» Provided text
Photos by Jack A. Waldron
If there is one great, most spectacular, stupendous aspect with regard to my cycle tour route during the summer of 2015, it is that I entered Denizli from the east, and not the southwest. The Cibyratic plain is approximately 3500 feet above see level, and at its head it drops directly into Denizli from the east within about 10 kilometers! I am happy I didn't have to climb that 10 km. Pictured above, I am in the final decent into Denizli, which is seen in the valley below.
Hieropolis occupies a slope on the western edge of the Denizli basin, just five kilometers beyond Laodikeia when coming from the Denizli city center, which is another fifteen kilometers northeast. The white cliffs that Hieropolis looks down upon are the result of a steady flow of warm mineral water that has extended the deposit and its pools out over the lower reaches, and which have become one of the natural wonders of our planet.
I entered Hieropolis through the Northern Necropolis, which is accessed about 2 kilometers north of the city center and the cascading warm flows of Pamukkale, which translates as Cotton Castle in English.
One way to view the northern necropolis entrance into the ancient city via the paved road that is lined with tombs and sarcophagi is by paraglider (look in the upper right hand corner of the photo below).
The tombs and sarcophagi of the Northern Necropolis are so numerous, that the area takes on the feeling of a city, albeit, a city of the dead.
The Northern Necropolis is more than worthy of at least a two-three hour visit for us novice historians, and has demanded full lifetimes of those dedicated to its complete survey and study.
Many structures with the Northern Necropolis seek to replicate the larger city structures that dominate the city proper. Examining the tomb structures sheds light on the larger building in the city, almost like a miniature model built for example at 1/6 scale.
The tombs themselves are unique architectural designs regardless of their being molded on their larger cousins that function as operational buildings of administration, sports, product sales, baths or entertainment.
One of the most interesting tomb complexes of the Northern Necropolis is the Tomb of the Gladiators, which displays finely carved friezes with dedicatory images for decoration and symbolism.
Like a miniature temple, the lid of sarcophagus in the photo below has a full pediment, with its tympanum showing a lion facing a griffin, while the sima supports acroterion that accentuate the corners. Conveniently, a ladder cut of stone allows access to the top of the sarcophagus platform.
Inscriptions and ornate carvings describe the lives of the deceased in some detail, though without greater historical reference, we, like them, are known only to those who lay alongside them; thus, they are lost to time.
Like the paragliders flying high above the Northern Necropolis, the lives of humans come, and go.
Some of the more spectacularly sculpted sarcophagi that once sat atop various platforms throughout the necropolis (such as the platform pictured below) are now on display in the Hieropolis museum, which occupies the 2nd century baths complex not far below the Monumental Fountain and pool.
Pictured below, a tumulus tomb in the forefront along the North Necropolis road.
Carvings of Medusa (such as the one pictured below) are common throughout the necropolis.
Tomb 65 features an extremely high platform. Beds on which the deceased were interned can be seen within the chamber of the picture below.

» Information shown
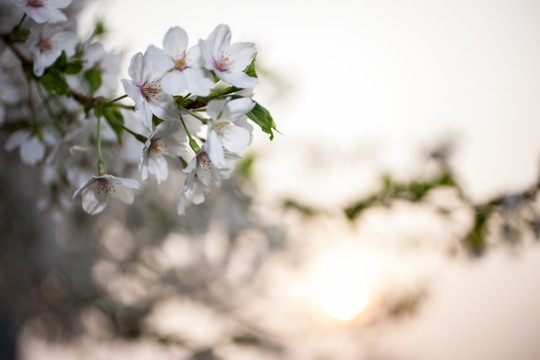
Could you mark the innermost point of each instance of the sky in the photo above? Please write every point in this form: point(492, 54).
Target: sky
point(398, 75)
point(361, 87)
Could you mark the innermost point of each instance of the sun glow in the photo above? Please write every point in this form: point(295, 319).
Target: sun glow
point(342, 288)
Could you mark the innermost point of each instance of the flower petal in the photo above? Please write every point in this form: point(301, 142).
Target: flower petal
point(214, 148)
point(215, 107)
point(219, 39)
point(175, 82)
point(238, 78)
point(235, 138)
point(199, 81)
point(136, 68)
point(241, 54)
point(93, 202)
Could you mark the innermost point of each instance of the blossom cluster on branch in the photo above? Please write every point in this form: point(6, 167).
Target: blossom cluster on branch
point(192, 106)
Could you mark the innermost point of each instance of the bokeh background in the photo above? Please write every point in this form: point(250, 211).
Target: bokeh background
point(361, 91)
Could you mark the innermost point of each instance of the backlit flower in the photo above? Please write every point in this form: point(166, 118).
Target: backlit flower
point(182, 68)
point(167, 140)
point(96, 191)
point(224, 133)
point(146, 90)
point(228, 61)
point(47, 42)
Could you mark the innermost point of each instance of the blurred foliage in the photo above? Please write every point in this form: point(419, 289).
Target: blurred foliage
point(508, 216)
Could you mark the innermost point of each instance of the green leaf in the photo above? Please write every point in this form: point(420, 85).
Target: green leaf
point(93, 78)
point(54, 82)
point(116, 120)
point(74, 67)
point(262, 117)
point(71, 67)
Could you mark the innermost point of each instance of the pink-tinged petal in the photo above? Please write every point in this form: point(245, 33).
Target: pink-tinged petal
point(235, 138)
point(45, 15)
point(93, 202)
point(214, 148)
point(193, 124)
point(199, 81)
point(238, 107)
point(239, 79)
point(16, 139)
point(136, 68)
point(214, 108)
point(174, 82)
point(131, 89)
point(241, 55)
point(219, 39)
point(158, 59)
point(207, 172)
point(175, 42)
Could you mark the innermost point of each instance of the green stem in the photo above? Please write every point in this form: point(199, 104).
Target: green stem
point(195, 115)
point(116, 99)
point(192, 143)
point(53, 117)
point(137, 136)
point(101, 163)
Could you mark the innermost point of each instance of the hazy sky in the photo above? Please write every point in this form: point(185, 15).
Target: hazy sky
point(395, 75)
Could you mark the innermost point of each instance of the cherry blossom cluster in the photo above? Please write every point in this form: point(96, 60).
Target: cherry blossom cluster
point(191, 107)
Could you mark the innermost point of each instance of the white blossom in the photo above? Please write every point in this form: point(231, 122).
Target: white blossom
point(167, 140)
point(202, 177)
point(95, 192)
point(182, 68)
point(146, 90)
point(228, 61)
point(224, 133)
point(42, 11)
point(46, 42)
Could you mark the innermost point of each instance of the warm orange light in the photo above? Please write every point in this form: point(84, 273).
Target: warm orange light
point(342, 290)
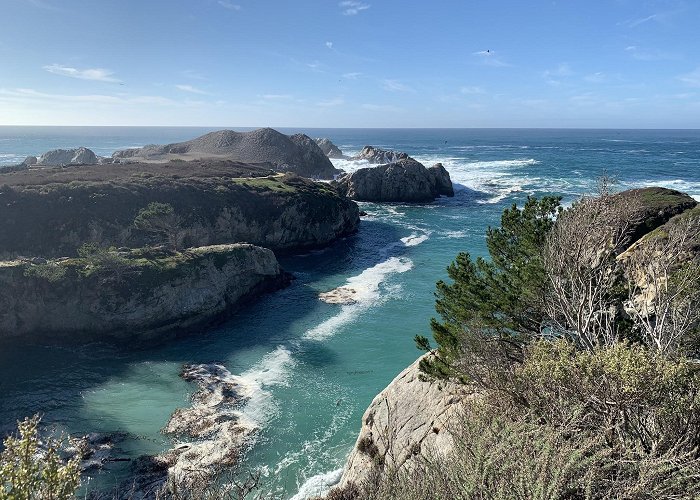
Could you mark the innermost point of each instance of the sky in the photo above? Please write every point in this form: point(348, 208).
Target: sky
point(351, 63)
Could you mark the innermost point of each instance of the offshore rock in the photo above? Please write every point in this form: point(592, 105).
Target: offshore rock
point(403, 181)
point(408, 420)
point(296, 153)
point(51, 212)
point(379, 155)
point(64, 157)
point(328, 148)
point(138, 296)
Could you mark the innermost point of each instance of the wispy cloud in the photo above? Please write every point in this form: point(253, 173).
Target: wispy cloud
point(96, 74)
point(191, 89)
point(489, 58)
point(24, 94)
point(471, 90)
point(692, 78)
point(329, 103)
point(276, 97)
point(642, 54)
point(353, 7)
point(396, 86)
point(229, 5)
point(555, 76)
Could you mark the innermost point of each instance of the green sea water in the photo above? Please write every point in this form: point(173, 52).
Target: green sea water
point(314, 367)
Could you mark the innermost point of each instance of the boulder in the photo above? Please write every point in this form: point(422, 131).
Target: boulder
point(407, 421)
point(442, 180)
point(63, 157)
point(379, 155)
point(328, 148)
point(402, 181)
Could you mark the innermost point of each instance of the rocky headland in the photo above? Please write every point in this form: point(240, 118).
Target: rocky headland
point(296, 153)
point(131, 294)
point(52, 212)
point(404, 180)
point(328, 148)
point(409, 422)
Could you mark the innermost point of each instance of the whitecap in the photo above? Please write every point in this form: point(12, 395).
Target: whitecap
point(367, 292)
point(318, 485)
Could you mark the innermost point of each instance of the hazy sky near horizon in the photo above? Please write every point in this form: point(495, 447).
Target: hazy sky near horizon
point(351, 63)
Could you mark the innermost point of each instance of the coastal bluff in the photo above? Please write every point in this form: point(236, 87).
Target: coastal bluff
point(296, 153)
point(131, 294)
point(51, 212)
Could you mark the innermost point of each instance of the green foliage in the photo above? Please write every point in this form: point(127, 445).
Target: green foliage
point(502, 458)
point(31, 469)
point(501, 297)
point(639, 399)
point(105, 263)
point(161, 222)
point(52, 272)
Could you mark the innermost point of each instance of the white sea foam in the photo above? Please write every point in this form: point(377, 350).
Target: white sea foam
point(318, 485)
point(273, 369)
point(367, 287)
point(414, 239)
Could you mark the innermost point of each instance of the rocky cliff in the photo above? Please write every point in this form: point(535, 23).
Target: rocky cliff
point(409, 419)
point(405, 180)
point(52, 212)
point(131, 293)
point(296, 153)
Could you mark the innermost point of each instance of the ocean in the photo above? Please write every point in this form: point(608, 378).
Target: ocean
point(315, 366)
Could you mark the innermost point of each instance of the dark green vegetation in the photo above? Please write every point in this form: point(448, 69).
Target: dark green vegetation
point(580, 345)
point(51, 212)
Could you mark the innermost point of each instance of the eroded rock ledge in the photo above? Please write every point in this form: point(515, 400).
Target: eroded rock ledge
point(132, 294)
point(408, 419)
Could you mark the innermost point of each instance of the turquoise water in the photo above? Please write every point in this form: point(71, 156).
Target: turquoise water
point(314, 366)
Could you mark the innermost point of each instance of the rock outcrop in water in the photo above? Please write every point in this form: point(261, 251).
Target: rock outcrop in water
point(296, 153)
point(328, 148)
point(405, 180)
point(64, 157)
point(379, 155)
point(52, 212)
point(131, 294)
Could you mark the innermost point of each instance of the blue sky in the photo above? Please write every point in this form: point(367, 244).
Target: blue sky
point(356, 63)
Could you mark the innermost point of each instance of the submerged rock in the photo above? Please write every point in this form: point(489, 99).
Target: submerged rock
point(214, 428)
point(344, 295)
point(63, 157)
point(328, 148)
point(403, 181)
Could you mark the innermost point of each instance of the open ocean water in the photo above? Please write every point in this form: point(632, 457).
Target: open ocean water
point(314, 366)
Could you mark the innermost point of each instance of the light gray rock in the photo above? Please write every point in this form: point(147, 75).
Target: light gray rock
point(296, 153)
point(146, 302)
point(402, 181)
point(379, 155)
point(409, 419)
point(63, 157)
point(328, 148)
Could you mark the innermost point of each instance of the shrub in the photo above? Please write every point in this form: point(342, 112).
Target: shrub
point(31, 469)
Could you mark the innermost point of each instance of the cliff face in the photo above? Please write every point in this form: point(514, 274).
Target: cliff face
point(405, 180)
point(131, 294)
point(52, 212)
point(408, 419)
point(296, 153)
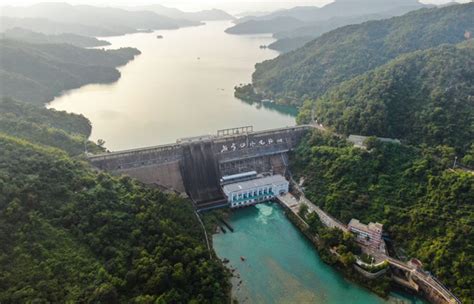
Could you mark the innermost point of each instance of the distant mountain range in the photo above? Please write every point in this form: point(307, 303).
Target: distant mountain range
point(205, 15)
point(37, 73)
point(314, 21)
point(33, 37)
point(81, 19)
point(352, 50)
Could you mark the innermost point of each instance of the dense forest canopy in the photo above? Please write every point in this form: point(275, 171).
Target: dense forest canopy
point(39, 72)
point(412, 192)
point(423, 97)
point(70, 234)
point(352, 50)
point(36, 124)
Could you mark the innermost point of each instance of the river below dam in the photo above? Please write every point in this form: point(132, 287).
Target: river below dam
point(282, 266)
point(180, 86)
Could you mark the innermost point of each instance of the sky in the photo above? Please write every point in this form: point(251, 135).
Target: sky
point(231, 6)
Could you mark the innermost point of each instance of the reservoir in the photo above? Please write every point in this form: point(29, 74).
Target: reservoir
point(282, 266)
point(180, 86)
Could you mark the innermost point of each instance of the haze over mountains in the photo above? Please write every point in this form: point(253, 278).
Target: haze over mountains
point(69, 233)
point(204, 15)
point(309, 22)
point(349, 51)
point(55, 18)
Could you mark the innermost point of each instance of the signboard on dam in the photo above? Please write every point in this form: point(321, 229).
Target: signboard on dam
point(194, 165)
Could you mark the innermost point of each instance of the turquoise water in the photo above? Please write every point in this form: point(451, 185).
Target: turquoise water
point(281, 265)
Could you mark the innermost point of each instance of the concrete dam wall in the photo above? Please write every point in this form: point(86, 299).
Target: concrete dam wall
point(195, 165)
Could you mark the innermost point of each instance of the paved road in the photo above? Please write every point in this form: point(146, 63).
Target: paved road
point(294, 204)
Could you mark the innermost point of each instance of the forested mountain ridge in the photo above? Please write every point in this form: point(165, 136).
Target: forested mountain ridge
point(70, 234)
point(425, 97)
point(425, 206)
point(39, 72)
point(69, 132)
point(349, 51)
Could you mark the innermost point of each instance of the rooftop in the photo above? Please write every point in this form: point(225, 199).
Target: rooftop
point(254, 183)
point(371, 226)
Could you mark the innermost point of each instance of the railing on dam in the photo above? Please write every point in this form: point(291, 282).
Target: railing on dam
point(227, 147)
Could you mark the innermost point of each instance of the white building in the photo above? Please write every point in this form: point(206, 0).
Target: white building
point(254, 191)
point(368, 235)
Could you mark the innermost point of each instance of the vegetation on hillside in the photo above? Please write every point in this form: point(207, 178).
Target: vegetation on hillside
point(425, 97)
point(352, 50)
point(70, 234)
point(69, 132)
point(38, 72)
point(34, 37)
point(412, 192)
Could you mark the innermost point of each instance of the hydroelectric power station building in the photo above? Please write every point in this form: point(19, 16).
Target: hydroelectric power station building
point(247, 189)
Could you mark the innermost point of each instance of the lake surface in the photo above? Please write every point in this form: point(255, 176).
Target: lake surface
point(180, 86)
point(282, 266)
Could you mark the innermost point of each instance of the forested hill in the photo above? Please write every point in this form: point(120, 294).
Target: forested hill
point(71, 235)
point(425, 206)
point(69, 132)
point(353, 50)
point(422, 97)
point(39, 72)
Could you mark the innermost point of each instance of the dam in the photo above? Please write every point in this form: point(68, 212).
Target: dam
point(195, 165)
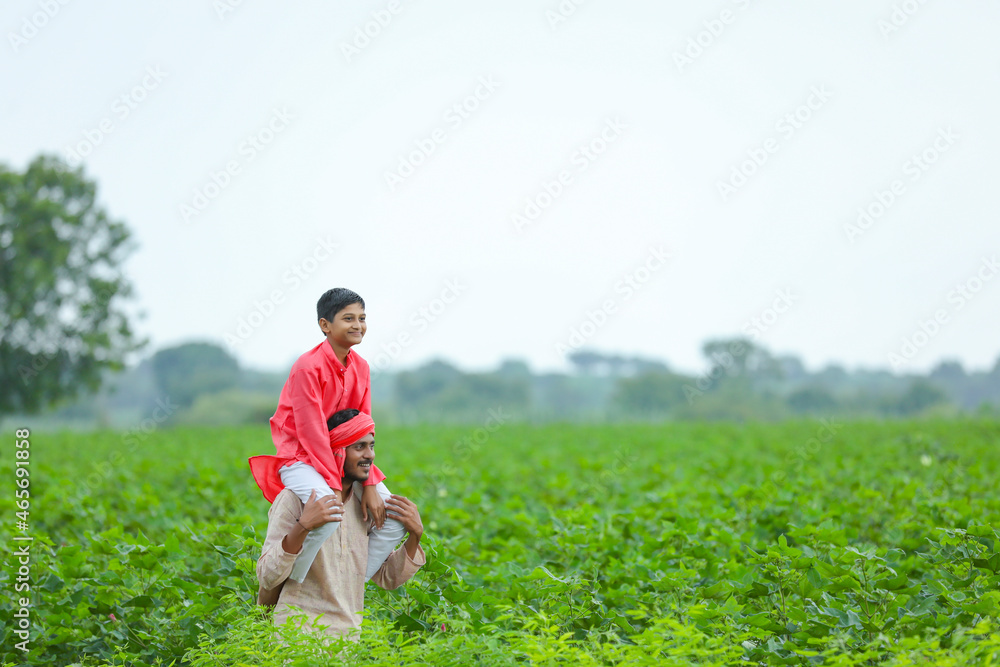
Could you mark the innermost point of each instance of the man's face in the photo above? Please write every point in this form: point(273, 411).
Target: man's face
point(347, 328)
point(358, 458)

» Assigned task
Pick up the account of the Northern Necropolis at Hieropolis after its final sentence and carry it forward.

» Response to this exercise
Pictured below, the Tomb of Curses, named as such due to an inscription on the sarcophagus that promises retribution in the after life for those who violate the sanctity of the sepulcher.
Though the vaulted ceiling of the tomb pictured below has collapsed, there are other examples of vaulted tombs within the North Necropolis that have their roofs intact.
Tombs with vaulted facades such as the the one pictured below offer extensive examples of the variety of designs embarked upon within the realm of tomb architectural experimentation.
As seen behind the tomb in the photo below, the buildup of sediment over the millennia left the North Necropolis buried, and protected from further disturbances and destruction.
Tumulus tombs begin to dominate the North Necropolis road as we get closer to the the city gates.
Most of the tombs along the North Necropolis road are open and accessible to those who are brave enough to enter them, though one must consider the consequences that will be handed down in the after life.
The North Necropolis road exits the necropolis near the Basilica Bath, which is currently under preservation and restoration work. Just beyond the Basilica Baths is the Arch of Domitian.
Next to the Arch of Domitian (pictured below) are the remains of an olive press facility. Further out from the front of the arch is the Tomb of Flavius Zeuxis.
The triple Arch of Domitian was dedicated in 83 AD to Domitian (81-96 AD) by the Proconsul of Asia, Julius Frontinus, thus the gate is known as the Frontinus Gate. The triple arch once had a second story similar to the Hadrianic arch in Antalya. The towers on either side of the gate share a Hellenistic heritage, such as the gate towers of Perge.
The Roman road from the Frontinus Gate follows a direct path to the gate on the opposite side of the city, which then meets the road to Laodikeia and connecting with the road to Colossae.
To the immediate right of the Frontinus Gate are the remains of an olive press works.
Just inside the Frontinus Gate to the left is the public Latrine, which would have greeted travelers with welcome relief, and a chance or charge to wash themselves, as to not introduce plight nor pestilence to the city. Furthermore, the Basilica Baths just 100 meters outside the gate was most likely strategically placed for exactly the same reasons, to protect the city from decease (much like the passenger temperature monitoring cameras at modern airports).
Pictured above, the entrance/exit of the Latrine. Below, inside the Latrine. One can only hope that the high ceiling would have allowed for plenty of ventilation. Also, it is unclear if this structure provided access to women, perhaps being somehow separated from the men.
The Nymphaeum of the Triton is located next to the Latrine, and would have further aided travelers by providing them quick and easy access to fresh drinking water, and another chance to cleanse themselves. This nymphaeum was built on a massive scale with fine ornate decorations in marble and statuary for niches in the first and second stories.
The Exedra were also incorporated into the structure every few meters along the pool to allow citizens a place to sit, relax and cool down during those hot summer days, perhaps as a place to people watch, or see the new visitors arriving.
The North Byzantine Gate is located about 100 meters inside the Frontinus Gate, and was built with reused materials quarried from the North Agora, which sits to the left of the main road (to left of the road and gate in the picture below).
The North Agora is comprised of a West Side (pictured immediately below), and East Side (pictured further down). The North Agora was very large and magnificently decorated.
Pictured below, looking across the open square of the agora from the West Side toward the East Side, where once stood an elaborately ornamented Monumental Stoa-Basilica (see below some of the capitals and statuary that once adorned the structure).
A section of steps that once led up to the Monumental Stoa remain in situ, with the rest being quarried for other projects.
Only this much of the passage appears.